Photo labels with bounding boxes:
____________________
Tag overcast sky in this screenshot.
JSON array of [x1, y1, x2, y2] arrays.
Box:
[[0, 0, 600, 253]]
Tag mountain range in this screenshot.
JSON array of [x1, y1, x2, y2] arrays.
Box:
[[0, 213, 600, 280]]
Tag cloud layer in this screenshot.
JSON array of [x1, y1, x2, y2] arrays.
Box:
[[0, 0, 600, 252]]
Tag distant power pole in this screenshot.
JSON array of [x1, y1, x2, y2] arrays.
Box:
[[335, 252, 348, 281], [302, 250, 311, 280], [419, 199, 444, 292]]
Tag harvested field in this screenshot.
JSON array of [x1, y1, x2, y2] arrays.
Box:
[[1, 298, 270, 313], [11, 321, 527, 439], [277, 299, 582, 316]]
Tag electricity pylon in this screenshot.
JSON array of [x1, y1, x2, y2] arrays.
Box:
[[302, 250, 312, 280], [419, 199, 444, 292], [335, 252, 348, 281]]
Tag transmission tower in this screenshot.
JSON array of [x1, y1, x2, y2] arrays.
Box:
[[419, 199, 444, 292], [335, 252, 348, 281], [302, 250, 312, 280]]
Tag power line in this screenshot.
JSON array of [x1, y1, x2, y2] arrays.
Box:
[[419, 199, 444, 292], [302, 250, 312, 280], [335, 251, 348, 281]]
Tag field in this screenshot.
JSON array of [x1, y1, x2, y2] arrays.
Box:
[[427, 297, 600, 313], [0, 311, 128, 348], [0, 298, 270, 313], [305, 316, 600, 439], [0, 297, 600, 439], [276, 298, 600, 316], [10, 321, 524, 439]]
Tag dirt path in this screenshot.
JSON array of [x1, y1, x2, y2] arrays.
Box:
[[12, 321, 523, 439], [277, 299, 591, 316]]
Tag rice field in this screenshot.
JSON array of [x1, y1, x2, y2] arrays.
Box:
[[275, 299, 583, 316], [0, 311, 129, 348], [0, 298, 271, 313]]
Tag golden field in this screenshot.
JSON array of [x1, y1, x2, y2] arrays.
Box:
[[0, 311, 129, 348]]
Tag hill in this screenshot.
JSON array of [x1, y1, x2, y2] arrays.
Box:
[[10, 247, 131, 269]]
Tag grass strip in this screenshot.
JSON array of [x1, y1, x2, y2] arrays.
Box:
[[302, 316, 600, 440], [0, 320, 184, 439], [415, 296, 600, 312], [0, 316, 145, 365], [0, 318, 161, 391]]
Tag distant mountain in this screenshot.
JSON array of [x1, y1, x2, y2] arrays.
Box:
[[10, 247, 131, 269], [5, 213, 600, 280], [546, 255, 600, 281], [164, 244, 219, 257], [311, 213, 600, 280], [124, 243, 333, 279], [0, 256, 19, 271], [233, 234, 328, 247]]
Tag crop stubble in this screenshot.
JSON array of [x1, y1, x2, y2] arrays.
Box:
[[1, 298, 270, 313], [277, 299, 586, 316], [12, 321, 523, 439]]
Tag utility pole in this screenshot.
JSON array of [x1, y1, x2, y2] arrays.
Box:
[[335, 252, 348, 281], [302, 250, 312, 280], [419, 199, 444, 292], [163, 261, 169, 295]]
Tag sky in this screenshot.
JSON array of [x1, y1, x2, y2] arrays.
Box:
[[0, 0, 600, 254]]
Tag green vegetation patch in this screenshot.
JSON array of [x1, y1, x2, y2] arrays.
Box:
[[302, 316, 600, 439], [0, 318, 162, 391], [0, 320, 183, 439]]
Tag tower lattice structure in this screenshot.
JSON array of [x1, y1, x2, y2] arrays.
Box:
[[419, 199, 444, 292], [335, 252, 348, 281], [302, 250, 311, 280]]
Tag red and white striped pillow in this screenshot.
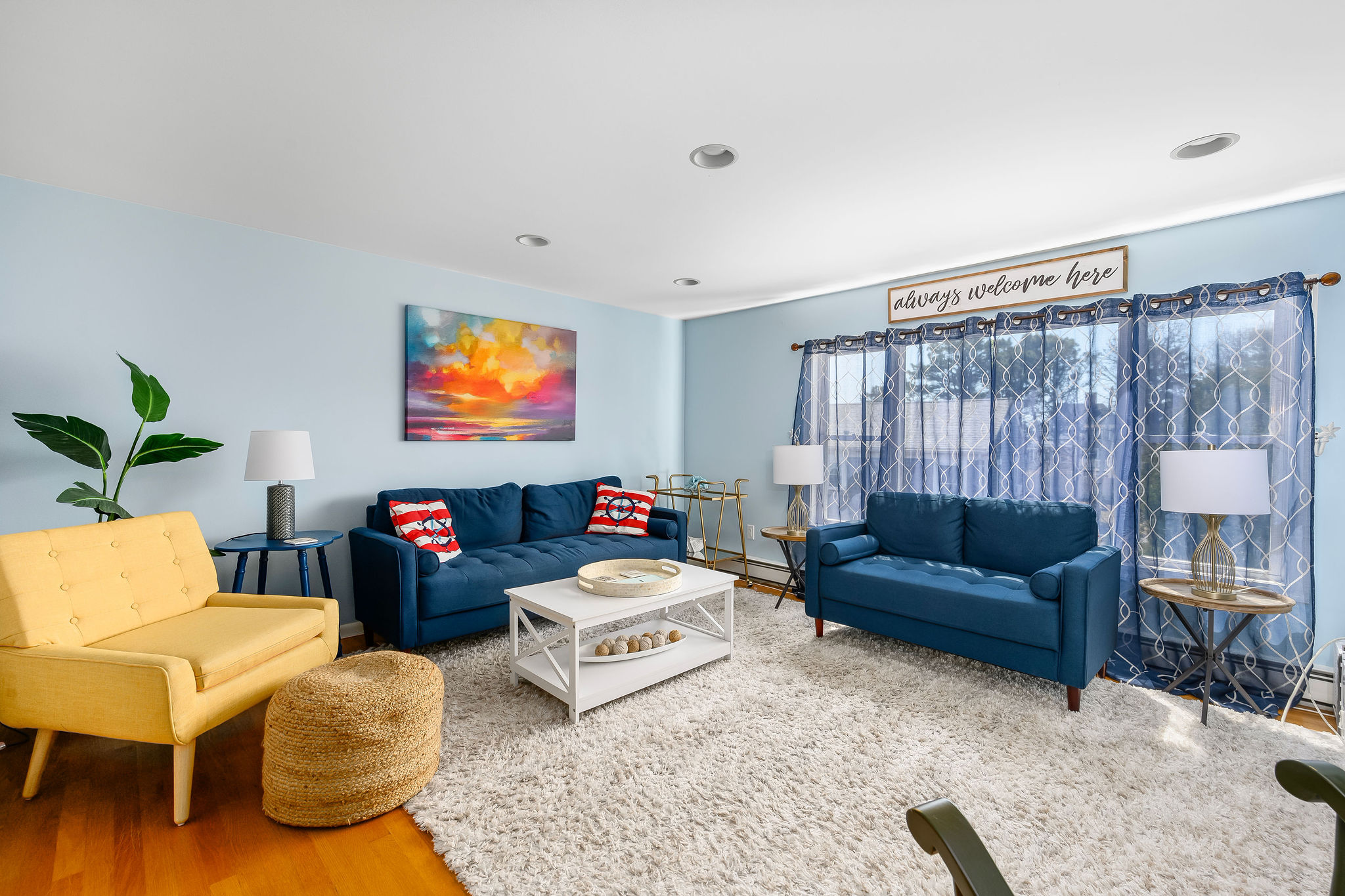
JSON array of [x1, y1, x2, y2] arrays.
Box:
[[387, 501, 463, 563], [585, 482, 655, 536]]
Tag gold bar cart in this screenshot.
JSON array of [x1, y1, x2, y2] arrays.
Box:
[[644, 473, 752, 586]]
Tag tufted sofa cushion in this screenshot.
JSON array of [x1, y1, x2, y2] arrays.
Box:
[[819, 553, 1060, 650], [418, 534, 667, 619], [521, 475, 621, 542], [368, 482, 523, 551], [0, 512, 219, 647]]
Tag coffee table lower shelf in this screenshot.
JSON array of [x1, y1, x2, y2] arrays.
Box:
[[514, 619, 733, 716], [504, 560, 734, 721]]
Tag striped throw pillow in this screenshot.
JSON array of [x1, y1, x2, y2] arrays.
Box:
[[387, 501, 463, 563], [585, 482, 655, 534]]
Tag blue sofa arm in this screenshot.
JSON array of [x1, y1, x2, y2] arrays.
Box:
[[650, 507, 686, 563], [349, 526, 420, 647], [803, 520, 869, 619], [1060, 545, 1120, 688]]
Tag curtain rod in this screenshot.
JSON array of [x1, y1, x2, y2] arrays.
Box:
[[789, 271, 1341, 352]]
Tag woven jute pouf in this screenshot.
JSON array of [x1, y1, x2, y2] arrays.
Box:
[[261, 650, 444, 828]]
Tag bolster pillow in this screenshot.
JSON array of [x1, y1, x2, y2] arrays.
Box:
[[650, 517, 676, 539], [818, 534, 878, 567], [416, 548, 439, 578], [1028, 561, 1065, 601]]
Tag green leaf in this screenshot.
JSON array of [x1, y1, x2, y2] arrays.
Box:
[[127, 433, 223, 467], [56, 482, 131, 520], [117, 354, 168, 423], [13, 414, 112, 470]]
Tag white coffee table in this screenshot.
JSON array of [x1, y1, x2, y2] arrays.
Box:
[[504, 563, 736, 721]]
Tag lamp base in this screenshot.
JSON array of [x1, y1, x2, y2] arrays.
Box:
[[267, 482, 295, 542], [784, 485, 808, 536], [1190, 580, 1246, 601], [1190, 513, 1243, 601]]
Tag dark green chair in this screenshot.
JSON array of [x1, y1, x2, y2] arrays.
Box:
[[906, 759, 1345, 896], [906, 800, 1013, 896], [1275, 759, 1345, 896]]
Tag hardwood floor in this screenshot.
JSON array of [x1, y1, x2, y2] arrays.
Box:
[[0, 583, 1325, 896], [0, 704, 467, 896]]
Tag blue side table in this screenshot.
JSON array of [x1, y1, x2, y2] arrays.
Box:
[[215, 529, 344, 598]]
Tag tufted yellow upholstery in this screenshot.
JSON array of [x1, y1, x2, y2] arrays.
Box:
[[0, 513, 219, 647], [90, 607, 327, 691], [0, 513, 339, 823]]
____________________
Task statement:
Add 45 to every coordinate in the box answers, and write out again all the lines from the start of the material through the line containing "252, 348, 281]]", requests included.

Correct answer:
Tag overcast sky in this screenshot.
JSON array of [x1, y1, x2, y2] arrays.
Box:
[[45, 45, 645, 298]]
Tag mountain range in this screenshot.
JSON array of [x1, y1, x2, y2] arrays.
Box:
[[45, 258, 645, 325]]
Tag cloud layer in this screenshot.
JSON array of [x1, y1, x2, y2] arrays.
Box:
[[45, 45, 645, 297]]
Tag distant power pole in this screenshot.
JSON array of [x1, y1, x2, y2] arrays.
Box:
[[380, 297, 393, 326], [347, 295, 356, 325], [464, 244, 489, 337]]
Tag harvested field in this screenshot.
JSON array of [x1, y1, x2, y2] arrays.
Box:
[[46, 343, 315, 358], [56, 366, 572, 484], [322, 344, 627, 361]]
Tag electricity pylon in this screenshot.
JSON array of [x1, y1, x2, y2] arrays.
Box:
[[347, 295, 357, 325], [464, 244, 489, 337], [380, 297, 393, 326]]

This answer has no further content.